━━━━━ DOCUMENT

Critiques Littéraires

TRADUIRE LA LITTÉRATURE CORÉENNE

photo_JBNCet intitulé a un parfum de théorie qui me semble déplacé dans le contexte de ce colloque ; d’autant plus qu’il ne s’agirait dans ce cas que d’un essai de théorisation de plus dans un domaine où l’on en a déjà lu et entendu beaucoup depuis très longtemps. Je voudrais donc simplement essayer de vous faire partager une expérience. Une expérience qui s’est élaborée peu à peu et qui a désormais trouvé son allure de croisière. Une expérience qui est celle de la cotraduction.

Pour le dire en deux mots, ce que je vais vous raconter décompose en un certain nombre d’étapes un travail que je connais bien et que d’ordinaire j’effectue en une seule opération. La traduction, je la pratique depuis ma jeunesse ; cela a commencé entre dix et vingt ans par le corps-à-corps avec les grandes œuvres de l’antiquité latine et grecque, et ensuite, une fois en retraite, lorsque je me suis mis à traduire de l’allemand. Le fait de collaborer avec une cotraductrice nous a obligés tous les deux, elle et moi, à établir une série d’échanges successifs que je voudrais décrire. Pour que la description de ce va-et-vient ait un intérêt véritable, il faut que j’arrive à mettre en relief certaines données propres au cas de la Corée qui m’ont paru dignes d’être soulignées. Tel que je vais le décrire, ce dispositif de coopération va sans doute apparaître très lourd, mais c’est le fruit de l’expérience.
Je dois également préciser avant de commencer que ma connaissance du coréen est plus que rudimentaire. Quand je m’y suis intéressé, au début de ce siècle, je me sentais déjà trop vieux pour faire l’effort d’un apprentissage systématique et approfondi. Du coréen je ne connais guère que quelques indispensables formules de politesse et le minimum à savoir pour survivre à Séoul — par exemple pouvoir commander mekju hana ou soju han byeong — ainsi que les caractéristiques de la grammaire d’une langue pour moi inhabituelle. Puisque j’allais m’occuper de la traduction d’œuvres littéraires, il me fallait avoir une idée de la dynamique interne et du phrasé de cette langue dite « agglutinante », très différente des langues indo-européennes auxquelles j’ai été habitué depuis toujours. Une langue économique, concise, qui exige beaucoup plus d’intuition que nos langues européennes analytiques, plus bavardes, où tout est toujours précisé même ce qui souvent paraît ne servir à rien. Le coréen est pour moi une langue, par exemple, où la brièveté est la norme tandis que chez nous elle est un effet de style ; où les trois lignes qui correspondent à mon usage moyen de la phrase française sont presque ressenties comme une monstruosité. Pour traduire du coréen, c’était toute une stylistique qu’il me fallait connaître et adapter.[1- ébauche francisée] Cela précisé, il est inutile que je m’attarde sur la première phase de la traduction : elle incombe en totalité à celle qui a choisi le texte, un texte, dont au départ j’ignore tout. c’est donc celle que j’appelle la traductrice-en-chef qui met l’affaire en marche. Elle jette d’abord rapidement sur le papier ce qu’on pourrait appeler un brouillon pour me donner une idée du contenu du récit. Elle m’envoie ainsi une vingtaine de pages de « mot-à-mot » respectant la syntaxe et la ponctuation d’origine.

━━━━━━━━━━
━━━━━ DONNÉES

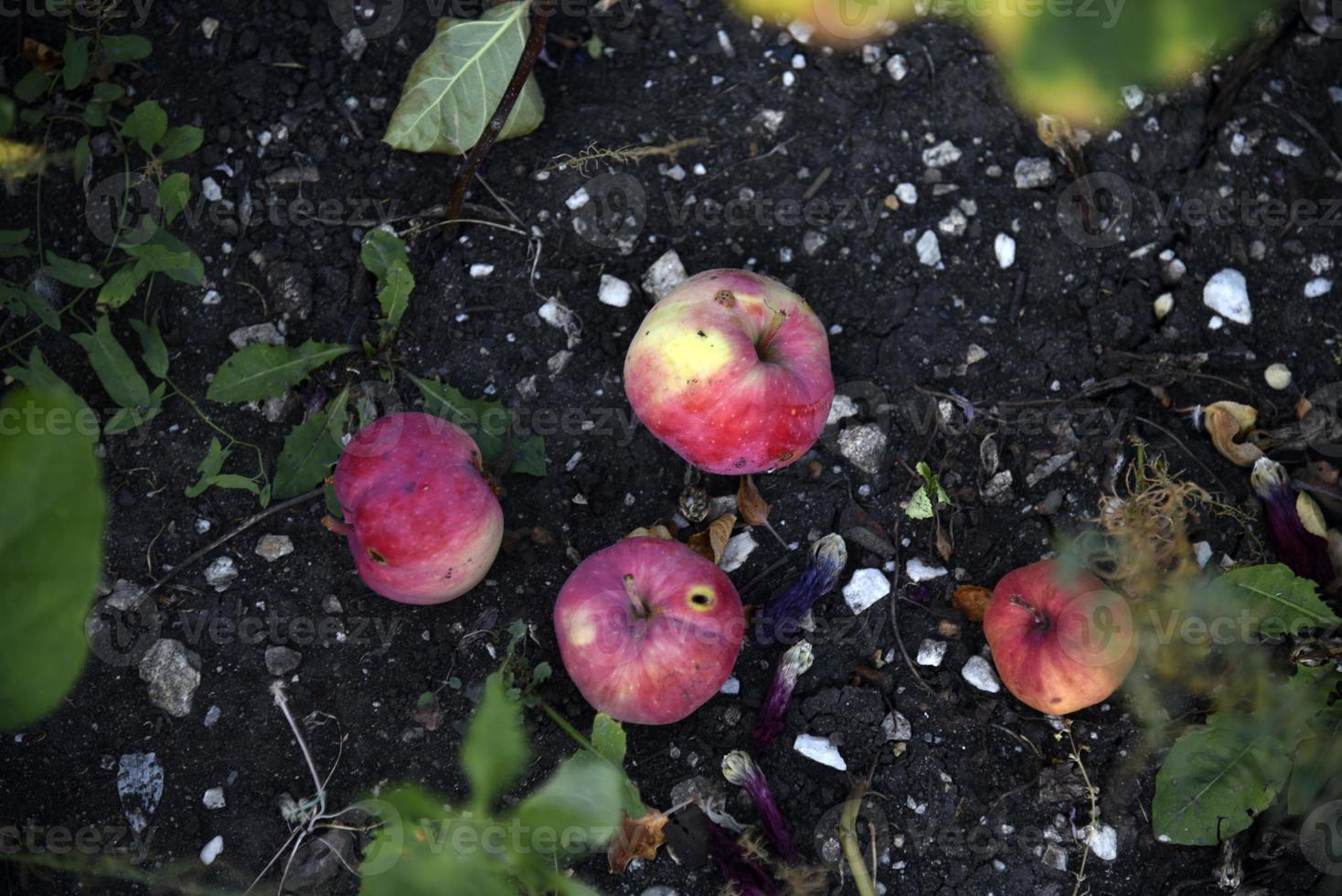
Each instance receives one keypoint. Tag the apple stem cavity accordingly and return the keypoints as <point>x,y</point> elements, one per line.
<point>780,619</point>
<point>794,660</point>
<point>1041,623</point>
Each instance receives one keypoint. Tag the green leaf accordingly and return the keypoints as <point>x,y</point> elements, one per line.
<point>75,55</point>
<point>114,368</point>
<point>50,550</point>
<point>380,251</point>
<point>154,350</point>
<point>456,83</point>
<point>1273,600</point>
<point>80,158</point>
<point>174,195</point>
<point>310,448</point>
<point>1213,784</point>
<point>125,48</point>
<point>178,143</point>
<point>489,422</point>
<point>32,86</point>
<point>579,807</point>
<point>121,286</point>
<point>146,123</point>
<point>71,272</point>
<point>264,370</point>
<point>494,750</point>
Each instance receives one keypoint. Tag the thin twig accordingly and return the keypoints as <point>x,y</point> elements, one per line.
<point>534,40</point>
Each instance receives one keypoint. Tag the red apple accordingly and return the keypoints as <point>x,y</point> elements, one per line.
<point>648,629</point>
<point>1060,640</point>
<point>421,520</point>
<point>731,372</point>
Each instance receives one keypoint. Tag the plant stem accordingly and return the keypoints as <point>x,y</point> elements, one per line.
<point>534,40</point>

━━━━━━━━━━

:: ACTIONS REQUISES ::
(a) Réécrivez le passage du document sur la traduction de la littérature coréenne qui s'ouvre sur les mots contenant « TRADUIRE LA LITTÉRATURE » et se ferme sur « de la cotraduction. », en mettant « séminaire » à la place de « colloque ».
(b) Prolongez le document sur la traduction de la littérature coréenne au-delà de sa dernière phrase.

:: RÉPONSES PAR CONSIGNE ::
(a)
TRADUIRE LA LITTÉRATURE CORÉENNE

photo_JBNCet intitulé a un parfum de théorie qui me semble déplacé dans le contexte de ce séminaire ; d’autant plus qu’il ne s’agirait dans ce cas que d’un essai de théorisation de plus dans un domaine où l’on en a déjà lu et entendu beaucoup depuis très longtemps. Je voudrais donc simplement essayer de vous faire partager une expérience. Une expérience qui s’est élaborée peu à peu et qui a désormais trouvé son allure de croisière. Une expérience qui est celle de la cotraduction.

(b)
Mon travail à moi commence quand je reçois ces pages par mél. J’effectue alors un travail de grammairien, c’est-à-dire que je cherche à mettre en phrases françaises un texte qui, si j’ose dire, n’appartient pas encore à la littérature mais qui doit déjà appartenir à la langue française. Car très vite on voit se profiler le principal problème posé par les langues agglutinantes : nous, occidentaux, nous pensons et écrivons avec un nombre toujours important de propositions subordonnées, plus ou moins librement liées à une principale, comportant un entassement de relatives, de participiales, de circonstancielles parfois incorporées les unes dans les autres avec des liaisons explicites. Comme le grec et le latin, nous adorons les hiérarchies et les inclusions, ce qu’on appelle couramment depuis que l’on commente Bossuet des « périodes », c’est-à-dire que nous soulignons volontiers les marques d’enchaînement en ajoutant aux points de ponctuation tout un luxe de virgules, points-virgules et deux-points. Or, dans ce que je lis d’abord, j’ai affaire la plupart du temps à des propositions juxtaposées séparées par un point.
Je fais donc en sorte de substituer à ce premier survol des phrases de français standard, c’est-à-dire comportant une configuration syntaxique minimale, et je réexpédie cette transposition cursive pour qu’il soit confirmé que j’ai bien compris de quoi il était question.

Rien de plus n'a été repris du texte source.